Excerpt to read:
━━━━━━━━━━━━━━━━━━━━

Every time that a bacterial infection occurs within an individual, microbes and hosts engage in a persistent battle over precious metals, such as iron. The host struggles to keep these essential metals away from the microbes, which need them for their survival. In this battle, both the host and the microbes release a number of molecules and proteins. Researchers, such as Elizabeth Nolan, PhD, an associate professor of chemistry at the Massachusetts Institute of Technology (MIT), hope that further analysis of this struggle will provide insight that may help inform the development of new drugs that can be used in the fight against bacterial infections.

In a recent press release, Dr. Nolan explained, “Understanding how our innate immune system works is important for thinking about the development of new ways to treat infectious diseases.”

Essential metals such as iron, calcium, magnesium, and zinc assist cells in performing a variety of functions, such as, “cell respiration, catalyzing chemical reactions, signal transduction, and maintaining structural integrity of proteins and nucleic acids.” In fact, 30% of cell proteins need assistance from the aforementioned metals.

━━━━━━━━━━━━━━━━━━━━

Exercise description:
In the passage about hosts and microbes fighting over metals, what percentage of cell proteins need help from metals such as iron, calcium, magnesium, and zinc? The records that come next have nothing to do with the text above.

━━━━━━━━━━━━━━━━━━━━

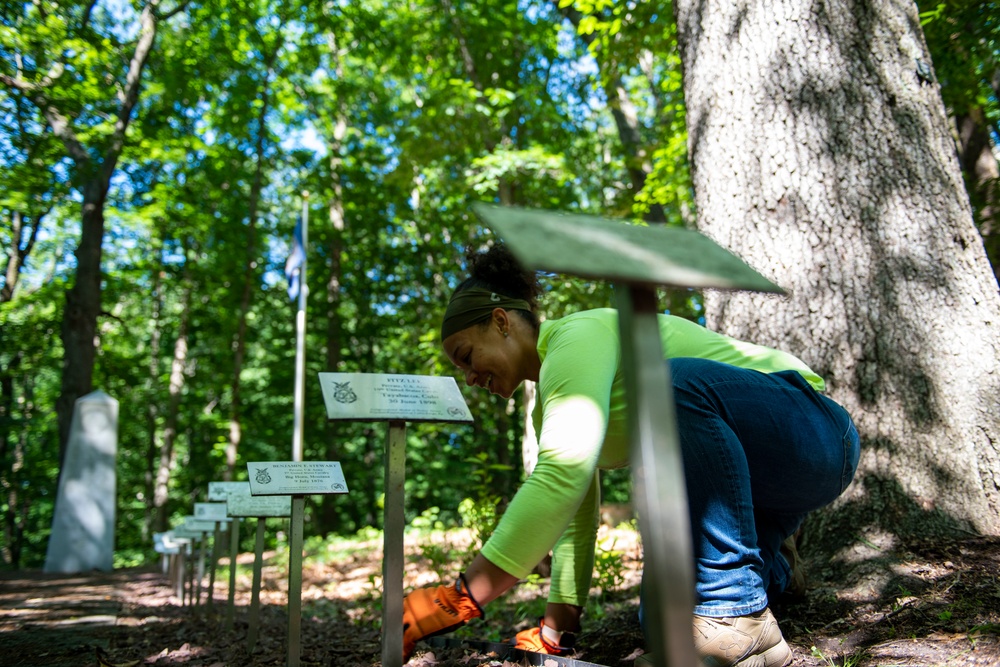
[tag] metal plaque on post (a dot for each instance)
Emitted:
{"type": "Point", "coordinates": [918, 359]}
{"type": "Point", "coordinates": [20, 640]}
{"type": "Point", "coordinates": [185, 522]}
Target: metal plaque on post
{"type": "Point", "coordinates": [396, 399]}
{"type": "Point", "coordinates": [220, 491]}
{"type": "Point", "coordinates": [638, 259]}
{"type": "Point", "coordinates": [384, 397]}
{"type": "Point", "coordinates": [296, 478]}
{"type": "Point", "coordinates": [259, 506]}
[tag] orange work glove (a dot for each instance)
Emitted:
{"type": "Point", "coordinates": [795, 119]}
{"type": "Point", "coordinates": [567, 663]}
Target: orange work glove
{"type": "Point", "coordinates": [535, 640]}
{"type": "Point", "coordinates": [434, 611]}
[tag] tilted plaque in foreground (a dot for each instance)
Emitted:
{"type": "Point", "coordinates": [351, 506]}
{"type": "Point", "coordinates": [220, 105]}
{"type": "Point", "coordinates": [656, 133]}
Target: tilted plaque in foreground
{"type": "Point", "coordinates": [606, 249]}
{"type": "Point", "coordinates": [385, 397]}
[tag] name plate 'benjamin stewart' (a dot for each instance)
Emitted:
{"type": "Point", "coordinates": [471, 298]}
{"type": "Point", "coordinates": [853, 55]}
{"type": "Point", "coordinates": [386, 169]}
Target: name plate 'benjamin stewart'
{"type": "Point", "coordinates": [292, 478]}
{"type": "Point", "coordinates": [382, 397]}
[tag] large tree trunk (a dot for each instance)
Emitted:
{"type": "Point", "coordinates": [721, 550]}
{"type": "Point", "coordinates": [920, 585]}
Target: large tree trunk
{"type": "Point", "coordinates": [821, 154]}
{"type": "Point", "coordinates": [83, 306]}
{"type": "Point", "coordinates": [982, 174]}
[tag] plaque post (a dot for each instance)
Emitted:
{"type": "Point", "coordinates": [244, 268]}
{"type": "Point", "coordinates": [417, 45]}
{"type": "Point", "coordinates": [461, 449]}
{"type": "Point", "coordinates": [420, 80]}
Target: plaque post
{"type": "Point", "coordinates": [295, 479]}
{"type": "Point", "coordinates": [234, 550]}
{"type": "Point", "coordinates": [395, 400]}
{"type": "Point", "coordinates": [658, 479]}
{"type": "Point", "coordinates": [638, 259]}
{"type": "Point", "coordinates": [258, 566]}
{"type": "Point", "coordinates": [240, 504]}
{"type": "Point", "coordinates": [219, 492]}
{"type": "Point", "coordinates": [214, 512]}
{"type": "Point", "coordinates": [392, 536]}
{"type": "Point", "coordinates": [295, 581]}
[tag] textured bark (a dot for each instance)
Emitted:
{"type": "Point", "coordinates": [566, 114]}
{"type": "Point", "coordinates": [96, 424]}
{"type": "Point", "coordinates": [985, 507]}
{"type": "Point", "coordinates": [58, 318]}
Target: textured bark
{"type": "Point", "coordinates": [982, 174]}
{"type": "Point", "coordinates": [823, 157]}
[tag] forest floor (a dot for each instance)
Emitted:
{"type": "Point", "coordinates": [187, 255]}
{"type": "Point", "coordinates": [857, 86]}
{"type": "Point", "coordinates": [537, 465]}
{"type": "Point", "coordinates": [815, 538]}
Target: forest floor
{"type": "Point", "coordinates": [876, 604]}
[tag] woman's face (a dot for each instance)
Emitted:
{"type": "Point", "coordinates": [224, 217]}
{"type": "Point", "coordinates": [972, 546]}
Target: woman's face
{"type": "Point", "coordinates": [490, 359]}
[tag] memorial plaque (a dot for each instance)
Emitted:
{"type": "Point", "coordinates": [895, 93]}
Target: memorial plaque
{"type": "Point", "coordinates": [259, 506]}
{"type": "Point", "coordinates": [292, 478]}
{"type": "Point", "coordinates": [602, 248]}
{"type": "Point", "coordinates": [194, 524]}
{"type": "Point", "coordinates": [220, 491]}
{"type": "Point", "coordinates": [210, 511]}
{"type": "Point", "coordinates": [383, 397]}
{"type": "Point", "coordinates": [182, 532]}
{"type": "Point", "coordinates": [164, 543]}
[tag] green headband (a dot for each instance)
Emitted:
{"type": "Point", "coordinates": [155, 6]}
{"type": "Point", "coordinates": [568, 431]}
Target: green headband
{"type": "Point", "coordinates": [474, 305]}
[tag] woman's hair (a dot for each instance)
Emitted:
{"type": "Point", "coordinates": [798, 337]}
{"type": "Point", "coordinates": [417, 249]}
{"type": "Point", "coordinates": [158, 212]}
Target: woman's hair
{"type": "Point", "coordinates": [497, 270]}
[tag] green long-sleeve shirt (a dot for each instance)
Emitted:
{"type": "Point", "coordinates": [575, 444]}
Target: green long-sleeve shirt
{"type": "Point", "coordinates": [581, 424]}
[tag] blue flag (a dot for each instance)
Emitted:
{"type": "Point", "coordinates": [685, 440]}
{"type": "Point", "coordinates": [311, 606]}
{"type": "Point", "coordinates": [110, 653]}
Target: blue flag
{"type": "Point", "coordinates": [293, 265]}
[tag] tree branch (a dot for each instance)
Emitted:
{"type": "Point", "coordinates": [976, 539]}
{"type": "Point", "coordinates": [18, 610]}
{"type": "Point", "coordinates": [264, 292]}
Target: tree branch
{"type": "Point", "coordinates": [147, 34]}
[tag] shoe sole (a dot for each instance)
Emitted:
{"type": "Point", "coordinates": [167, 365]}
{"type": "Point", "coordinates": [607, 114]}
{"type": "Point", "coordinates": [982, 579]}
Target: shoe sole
{"type": "Point", "coordinates": [778, 655]}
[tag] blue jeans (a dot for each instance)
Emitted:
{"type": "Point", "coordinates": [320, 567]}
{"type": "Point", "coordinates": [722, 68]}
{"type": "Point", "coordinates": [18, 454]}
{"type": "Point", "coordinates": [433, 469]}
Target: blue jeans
{"type": "Point", "coordinates": [760, 451]}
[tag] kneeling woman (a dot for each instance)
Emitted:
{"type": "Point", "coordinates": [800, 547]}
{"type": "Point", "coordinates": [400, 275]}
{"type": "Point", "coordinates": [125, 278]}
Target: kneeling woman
{"type": "Point", "coordinates": [761, 448]}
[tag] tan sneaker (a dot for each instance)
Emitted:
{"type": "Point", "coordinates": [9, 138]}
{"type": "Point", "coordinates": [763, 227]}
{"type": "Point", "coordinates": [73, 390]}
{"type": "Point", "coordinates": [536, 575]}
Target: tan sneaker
{"type": "Point", "coordinates": [741, 641]}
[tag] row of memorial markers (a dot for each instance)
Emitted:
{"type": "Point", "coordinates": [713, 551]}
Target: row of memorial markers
{"type": "Point", "coordinates": [277, 489]}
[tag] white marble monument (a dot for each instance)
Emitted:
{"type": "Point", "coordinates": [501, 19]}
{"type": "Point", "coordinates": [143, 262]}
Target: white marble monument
{"type": "Point", "coordinates": [83, 528]}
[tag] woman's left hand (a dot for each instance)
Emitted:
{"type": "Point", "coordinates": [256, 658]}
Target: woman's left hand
{"type": "Point", "coordinates": [434, 611]}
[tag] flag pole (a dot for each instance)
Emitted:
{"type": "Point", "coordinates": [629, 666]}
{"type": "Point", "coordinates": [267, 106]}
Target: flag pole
{"type": "Point", "coordinates": [300, 338]}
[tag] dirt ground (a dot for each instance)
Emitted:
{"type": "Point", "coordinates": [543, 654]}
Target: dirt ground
{"type": "Point", "coordinates": [877, 604]}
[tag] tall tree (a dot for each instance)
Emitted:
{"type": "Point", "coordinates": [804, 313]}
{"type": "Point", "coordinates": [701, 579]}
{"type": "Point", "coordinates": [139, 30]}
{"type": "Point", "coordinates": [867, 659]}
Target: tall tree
{"type": "Point", "coordinates": [57, 61]}
{"type": "Point", "coordinates": [821, 154]}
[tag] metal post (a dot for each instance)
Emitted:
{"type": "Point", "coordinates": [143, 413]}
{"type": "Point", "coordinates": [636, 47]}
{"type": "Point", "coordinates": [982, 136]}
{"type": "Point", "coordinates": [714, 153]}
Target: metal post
{"type": "Point", "coordinates": [295, 581]}
{"type": "Point", "coordinates": [300, 339]}
{"type": "Point", "coordinates": [392, 541]}
{"type": "Point", "coordinates": [258, 566]}
{"type": "Point", "coordinates": [234, 550]}
{"type": "Point", "coordinates": [658, 477]}
{"type": "Point", "coordinates": [201, 568]}
{"type": "Point", "coordinates": [214, 559]}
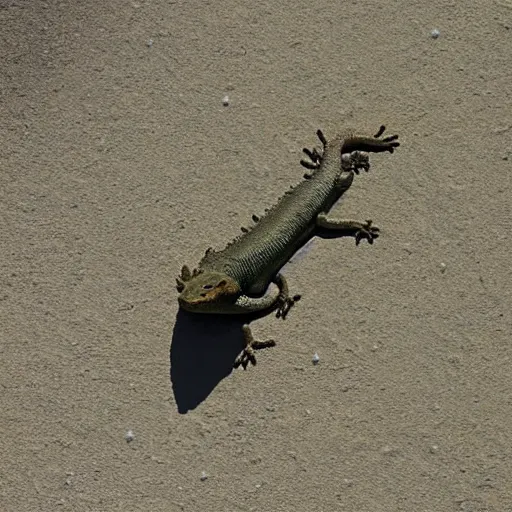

━━━━━━━━━━━━━━━━━━━━

Output for this exercise:
30%